===== Records shown

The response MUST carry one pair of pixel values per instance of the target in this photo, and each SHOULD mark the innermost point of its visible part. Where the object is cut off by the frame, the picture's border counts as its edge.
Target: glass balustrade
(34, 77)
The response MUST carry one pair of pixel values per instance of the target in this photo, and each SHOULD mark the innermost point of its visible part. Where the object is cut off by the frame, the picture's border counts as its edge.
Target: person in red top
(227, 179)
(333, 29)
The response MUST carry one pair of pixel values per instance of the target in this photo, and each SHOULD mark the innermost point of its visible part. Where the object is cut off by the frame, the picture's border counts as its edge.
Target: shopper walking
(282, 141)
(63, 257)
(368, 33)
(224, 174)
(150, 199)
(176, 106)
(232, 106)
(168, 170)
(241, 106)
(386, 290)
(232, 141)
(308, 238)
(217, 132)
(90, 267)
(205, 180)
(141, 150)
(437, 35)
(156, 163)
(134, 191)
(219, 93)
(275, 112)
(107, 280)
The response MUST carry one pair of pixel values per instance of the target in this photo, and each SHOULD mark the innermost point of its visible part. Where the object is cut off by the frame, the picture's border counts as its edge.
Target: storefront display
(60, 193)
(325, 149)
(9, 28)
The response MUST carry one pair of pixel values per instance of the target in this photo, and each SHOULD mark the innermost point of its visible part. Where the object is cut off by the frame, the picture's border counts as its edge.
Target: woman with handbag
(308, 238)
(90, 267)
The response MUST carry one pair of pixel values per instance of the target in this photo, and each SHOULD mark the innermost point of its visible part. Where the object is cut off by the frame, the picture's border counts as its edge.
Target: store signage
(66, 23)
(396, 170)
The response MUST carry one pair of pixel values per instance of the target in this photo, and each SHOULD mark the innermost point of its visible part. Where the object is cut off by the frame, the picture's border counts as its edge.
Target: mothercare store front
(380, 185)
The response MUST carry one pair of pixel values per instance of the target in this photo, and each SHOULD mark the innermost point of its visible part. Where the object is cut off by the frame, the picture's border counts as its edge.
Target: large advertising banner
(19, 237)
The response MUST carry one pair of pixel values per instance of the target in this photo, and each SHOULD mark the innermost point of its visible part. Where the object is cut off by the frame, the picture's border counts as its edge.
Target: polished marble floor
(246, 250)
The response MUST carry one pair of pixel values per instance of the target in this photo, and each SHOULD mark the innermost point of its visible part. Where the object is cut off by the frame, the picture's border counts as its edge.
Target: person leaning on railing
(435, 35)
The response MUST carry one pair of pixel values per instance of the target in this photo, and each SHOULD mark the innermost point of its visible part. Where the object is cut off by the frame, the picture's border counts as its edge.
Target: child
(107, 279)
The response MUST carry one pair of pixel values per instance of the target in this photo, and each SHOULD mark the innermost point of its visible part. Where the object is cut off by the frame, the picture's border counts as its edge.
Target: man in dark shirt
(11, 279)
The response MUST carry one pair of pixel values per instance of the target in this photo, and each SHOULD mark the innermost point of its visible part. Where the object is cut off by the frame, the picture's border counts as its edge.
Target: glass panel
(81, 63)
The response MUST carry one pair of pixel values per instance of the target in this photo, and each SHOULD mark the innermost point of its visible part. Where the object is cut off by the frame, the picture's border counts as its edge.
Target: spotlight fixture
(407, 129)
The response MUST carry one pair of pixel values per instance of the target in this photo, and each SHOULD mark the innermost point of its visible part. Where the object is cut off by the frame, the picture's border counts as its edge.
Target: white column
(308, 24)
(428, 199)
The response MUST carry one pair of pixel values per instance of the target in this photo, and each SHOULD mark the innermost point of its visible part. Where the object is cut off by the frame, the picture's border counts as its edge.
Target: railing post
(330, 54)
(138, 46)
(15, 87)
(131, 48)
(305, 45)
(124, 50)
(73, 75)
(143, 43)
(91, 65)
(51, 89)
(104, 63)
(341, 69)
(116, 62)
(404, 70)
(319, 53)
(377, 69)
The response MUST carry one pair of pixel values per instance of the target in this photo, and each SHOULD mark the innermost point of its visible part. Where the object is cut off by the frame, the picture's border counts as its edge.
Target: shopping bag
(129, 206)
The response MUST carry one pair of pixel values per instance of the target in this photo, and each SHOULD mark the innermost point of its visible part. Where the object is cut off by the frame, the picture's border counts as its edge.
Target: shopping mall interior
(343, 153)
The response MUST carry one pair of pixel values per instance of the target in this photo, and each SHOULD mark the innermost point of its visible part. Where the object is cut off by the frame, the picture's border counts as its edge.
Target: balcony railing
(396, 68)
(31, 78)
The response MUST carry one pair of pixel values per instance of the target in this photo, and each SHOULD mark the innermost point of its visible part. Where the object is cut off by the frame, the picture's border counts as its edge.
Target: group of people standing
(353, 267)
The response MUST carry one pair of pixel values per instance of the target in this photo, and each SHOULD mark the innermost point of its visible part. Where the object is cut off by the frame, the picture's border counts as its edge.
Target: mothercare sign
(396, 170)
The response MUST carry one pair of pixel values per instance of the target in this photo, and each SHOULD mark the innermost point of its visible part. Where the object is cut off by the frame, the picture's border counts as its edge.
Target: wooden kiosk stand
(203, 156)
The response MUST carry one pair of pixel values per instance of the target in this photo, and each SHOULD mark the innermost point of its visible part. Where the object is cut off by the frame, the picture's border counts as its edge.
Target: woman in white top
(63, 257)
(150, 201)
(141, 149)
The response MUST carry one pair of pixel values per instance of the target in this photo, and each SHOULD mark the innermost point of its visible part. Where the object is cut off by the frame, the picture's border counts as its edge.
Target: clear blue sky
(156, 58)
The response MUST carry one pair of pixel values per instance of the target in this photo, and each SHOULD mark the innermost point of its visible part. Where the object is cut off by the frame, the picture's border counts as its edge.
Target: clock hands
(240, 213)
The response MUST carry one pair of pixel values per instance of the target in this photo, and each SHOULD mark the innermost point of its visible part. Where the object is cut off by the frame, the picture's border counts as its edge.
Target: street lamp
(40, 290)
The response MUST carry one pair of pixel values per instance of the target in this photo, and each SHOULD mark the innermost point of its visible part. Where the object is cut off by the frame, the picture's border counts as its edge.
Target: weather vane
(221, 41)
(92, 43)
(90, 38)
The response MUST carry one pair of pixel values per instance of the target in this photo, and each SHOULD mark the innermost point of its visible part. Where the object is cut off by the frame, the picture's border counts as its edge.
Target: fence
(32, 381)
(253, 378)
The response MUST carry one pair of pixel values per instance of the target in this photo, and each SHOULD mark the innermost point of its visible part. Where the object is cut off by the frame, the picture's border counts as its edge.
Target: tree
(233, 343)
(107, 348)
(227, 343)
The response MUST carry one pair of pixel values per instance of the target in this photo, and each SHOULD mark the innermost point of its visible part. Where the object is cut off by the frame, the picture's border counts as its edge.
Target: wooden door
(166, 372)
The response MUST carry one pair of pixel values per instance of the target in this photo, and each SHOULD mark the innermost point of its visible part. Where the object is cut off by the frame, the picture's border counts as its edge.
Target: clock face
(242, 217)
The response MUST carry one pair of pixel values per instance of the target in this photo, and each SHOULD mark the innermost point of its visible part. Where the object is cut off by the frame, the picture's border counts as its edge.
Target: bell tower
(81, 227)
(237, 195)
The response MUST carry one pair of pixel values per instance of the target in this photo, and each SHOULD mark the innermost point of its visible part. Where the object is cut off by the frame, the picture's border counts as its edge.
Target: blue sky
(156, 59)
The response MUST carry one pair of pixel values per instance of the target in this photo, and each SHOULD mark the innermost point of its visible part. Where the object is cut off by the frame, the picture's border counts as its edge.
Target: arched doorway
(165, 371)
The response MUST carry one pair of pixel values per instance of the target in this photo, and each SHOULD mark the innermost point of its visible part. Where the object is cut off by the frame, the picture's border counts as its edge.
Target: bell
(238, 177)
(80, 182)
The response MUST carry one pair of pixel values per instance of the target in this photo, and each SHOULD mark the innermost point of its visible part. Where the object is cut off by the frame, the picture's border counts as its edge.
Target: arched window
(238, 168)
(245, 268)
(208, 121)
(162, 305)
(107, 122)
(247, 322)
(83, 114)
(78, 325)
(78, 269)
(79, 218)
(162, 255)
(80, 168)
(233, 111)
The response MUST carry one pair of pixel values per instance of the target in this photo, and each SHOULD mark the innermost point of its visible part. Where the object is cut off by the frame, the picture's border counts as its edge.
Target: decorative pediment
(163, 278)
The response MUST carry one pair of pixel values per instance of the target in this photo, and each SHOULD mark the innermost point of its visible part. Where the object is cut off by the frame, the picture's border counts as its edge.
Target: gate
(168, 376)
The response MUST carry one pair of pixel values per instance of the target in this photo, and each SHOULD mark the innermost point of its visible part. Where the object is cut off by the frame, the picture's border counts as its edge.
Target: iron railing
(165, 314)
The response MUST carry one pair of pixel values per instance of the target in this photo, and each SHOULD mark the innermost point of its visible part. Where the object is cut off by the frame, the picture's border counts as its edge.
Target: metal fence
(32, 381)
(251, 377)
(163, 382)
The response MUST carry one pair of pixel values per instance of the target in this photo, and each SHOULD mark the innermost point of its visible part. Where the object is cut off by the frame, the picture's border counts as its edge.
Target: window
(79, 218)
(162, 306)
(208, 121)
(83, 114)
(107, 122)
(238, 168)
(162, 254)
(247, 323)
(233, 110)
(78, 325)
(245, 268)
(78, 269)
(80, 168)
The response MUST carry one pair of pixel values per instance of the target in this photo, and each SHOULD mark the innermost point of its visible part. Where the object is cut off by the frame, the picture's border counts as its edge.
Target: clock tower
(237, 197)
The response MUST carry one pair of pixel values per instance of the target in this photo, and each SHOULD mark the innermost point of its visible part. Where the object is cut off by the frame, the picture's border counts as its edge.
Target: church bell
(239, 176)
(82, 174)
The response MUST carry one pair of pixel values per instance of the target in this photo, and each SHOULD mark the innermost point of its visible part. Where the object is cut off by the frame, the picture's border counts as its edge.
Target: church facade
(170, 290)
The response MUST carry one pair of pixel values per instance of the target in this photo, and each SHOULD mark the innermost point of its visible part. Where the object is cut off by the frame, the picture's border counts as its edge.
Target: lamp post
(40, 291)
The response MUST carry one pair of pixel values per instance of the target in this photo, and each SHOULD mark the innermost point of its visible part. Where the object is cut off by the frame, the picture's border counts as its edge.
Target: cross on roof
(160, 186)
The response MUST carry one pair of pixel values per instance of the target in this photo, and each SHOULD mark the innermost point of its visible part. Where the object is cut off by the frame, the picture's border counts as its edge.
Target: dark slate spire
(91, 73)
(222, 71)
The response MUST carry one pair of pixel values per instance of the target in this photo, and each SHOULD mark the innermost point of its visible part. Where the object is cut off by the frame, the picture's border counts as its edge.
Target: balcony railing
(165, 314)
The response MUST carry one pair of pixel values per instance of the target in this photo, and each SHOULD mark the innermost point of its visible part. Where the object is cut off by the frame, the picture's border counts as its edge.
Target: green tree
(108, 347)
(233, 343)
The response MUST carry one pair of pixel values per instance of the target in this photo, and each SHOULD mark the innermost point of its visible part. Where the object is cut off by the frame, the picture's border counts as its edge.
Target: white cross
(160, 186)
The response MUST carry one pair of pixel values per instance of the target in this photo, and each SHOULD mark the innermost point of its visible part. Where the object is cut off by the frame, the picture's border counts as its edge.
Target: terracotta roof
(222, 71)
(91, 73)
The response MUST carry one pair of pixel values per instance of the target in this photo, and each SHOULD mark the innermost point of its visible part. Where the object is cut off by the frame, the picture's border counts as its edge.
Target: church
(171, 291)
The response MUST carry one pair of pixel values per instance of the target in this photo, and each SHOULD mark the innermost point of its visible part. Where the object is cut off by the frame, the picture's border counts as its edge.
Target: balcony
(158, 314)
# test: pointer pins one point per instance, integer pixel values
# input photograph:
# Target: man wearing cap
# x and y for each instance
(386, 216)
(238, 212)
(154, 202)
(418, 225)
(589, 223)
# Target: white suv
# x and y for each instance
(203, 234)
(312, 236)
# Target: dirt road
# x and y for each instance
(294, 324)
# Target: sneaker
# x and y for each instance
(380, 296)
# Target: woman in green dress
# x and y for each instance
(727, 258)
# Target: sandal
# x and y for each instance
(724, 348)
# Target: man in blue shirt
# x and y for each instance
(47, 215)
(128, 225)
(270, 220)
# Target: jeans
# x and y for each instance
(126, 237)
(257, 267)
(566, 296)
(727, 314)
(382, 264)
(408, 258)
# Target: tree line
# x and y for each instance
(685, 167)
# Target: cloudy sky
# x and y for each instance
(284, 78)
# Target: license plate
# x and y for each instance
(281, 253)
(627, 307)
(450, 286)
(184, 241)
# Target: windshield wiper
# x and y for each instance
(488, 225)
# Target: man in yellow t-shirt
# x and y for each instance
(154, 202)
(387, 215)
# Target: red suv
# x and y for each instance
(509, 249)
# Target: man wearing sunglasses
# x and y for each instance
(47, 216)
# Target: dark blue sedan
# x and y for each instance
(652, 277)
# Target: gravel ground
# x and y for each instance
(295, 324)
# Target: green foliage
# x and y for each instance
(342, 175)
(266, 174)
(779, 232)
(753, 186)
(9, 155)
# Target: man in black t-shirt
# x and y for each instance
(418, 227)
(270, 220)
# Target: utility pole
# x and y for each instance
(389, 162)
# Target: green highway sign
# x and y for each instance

==========

Work required:
Go through the entries. Report every line that contains the word "wearing".

Your response:
# Target: man wearing cap
# Target: man wearing sunglasses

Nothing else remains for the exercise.